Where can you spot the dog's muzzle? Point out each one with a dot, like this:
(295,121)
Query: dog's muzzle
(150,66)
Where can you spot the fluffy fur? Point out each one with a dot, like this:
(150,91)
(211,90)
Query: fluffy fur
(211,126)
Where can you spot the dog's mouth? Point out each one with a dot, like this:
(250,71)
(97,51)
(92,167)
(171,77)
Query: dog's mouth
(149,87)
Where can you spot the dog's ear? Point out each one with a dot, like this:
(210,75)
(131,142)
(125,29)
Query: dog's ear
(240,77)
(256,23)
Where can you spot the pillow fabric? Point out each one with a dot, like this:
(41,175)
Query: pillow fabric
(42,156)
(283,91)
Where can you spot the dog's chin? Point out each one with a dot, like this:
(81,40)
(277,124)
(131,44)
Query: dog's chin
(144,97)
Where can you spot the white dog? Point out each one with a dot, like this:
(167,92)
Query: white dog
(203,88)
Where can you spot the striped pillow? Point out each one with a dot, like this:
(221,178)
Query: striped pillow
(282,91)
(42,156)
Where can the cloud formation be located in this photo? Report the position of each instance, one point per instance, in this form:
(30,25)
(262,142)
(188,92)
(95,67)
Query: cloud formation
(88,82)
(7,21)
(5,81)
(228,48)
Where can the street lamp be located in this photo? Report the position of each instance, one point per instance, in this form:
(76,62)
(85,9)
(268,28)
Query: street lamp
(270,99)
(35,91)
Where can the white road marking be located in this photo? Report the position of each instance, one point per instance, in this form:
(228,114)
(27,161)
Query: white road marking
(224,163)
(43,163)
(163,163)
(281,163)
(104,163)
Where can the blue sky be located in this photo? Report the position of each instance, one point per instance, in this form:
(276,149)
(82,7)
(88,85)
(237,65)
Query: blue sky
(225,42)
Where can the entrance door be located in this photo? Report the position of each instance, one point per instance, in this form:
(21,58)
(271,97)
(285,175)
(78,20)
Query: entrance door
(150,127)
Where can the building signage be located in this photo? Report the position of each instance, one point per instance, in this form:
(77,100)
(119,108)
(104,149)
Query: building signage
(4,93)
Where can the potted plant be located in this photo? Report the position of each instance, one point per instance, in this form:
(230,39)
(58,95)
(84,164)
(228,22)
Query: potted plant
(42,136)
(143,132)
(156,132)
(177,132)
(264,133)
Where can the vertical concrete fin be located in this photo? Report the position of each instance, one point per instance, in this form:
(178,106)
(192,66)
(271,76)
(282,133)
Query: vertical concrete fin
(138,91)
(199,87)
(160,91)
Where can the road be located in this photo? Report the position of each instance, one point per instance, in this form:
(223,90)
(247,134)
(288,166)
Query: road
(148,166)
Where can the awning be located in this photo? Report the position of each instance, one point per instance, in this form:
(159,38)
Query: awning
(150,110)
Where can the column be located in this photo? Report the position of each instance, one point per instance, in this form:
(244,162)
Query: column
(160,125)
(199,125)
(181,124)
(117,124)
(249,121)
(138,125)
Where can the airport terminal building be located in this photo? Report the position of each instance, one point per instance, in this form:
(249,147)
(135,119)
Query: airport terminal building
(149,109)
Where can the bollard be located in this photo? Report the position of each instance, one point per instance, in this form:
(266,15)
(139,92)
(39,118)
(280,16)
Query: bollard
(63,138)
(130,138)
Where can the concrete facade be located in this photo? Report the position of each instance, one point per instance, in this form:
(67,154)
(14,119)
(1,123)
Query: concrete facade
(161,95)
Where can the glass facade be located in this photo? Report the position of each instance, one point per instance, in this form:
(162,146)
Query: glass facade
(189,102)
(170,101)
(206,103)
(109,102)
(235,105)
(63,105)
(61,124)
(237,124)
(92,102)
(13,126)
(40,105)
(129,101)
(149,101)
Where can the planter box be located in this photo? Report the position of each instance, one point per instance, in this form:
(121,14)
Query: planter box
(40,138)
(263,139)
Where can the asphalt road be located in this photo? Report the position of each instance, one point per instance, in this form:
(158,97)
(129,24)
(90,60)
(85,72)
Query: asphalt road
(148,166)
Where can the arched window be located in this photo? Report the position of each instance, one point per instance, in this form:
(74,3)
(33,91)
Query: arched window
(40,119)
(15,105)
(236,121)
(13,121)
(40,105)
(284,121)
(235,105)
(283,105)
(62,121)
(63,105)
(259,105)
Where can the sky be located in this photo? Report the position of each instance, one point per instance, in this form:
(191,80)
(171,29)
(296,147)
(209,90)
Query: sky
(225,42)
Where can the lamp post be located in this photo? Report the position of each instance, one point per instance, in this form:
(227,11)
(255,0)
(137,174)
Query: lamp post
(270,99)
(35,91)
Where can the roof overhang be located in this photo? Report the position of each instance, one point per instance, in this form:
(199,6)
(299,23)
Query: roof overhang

EXERCISE OBJECTIVE - Find the word "with" in the entries above and gather every line that holds it.

REPLY TO THE TASK -
Where can you spot the dog's muzzle? Point out each one with a dot, like this:
Where can you spot the fluffy fur? Point out each one with a dot, like this:
Where can you spot the dog's mouth? Point out each one with a dot, like this:
Where can you spot the dog's ear? Point out each one with a dot, like this:
Where can you spot the pillow fabric? Point out each one with a dot, like this:
Where can you spot the dog's chin? Point out each one with a dot, like this:
Where can you spot the white dog? Point out each one with a dot, like this:
Where can you spot the striped pillow? Point out each one with a dot, like this:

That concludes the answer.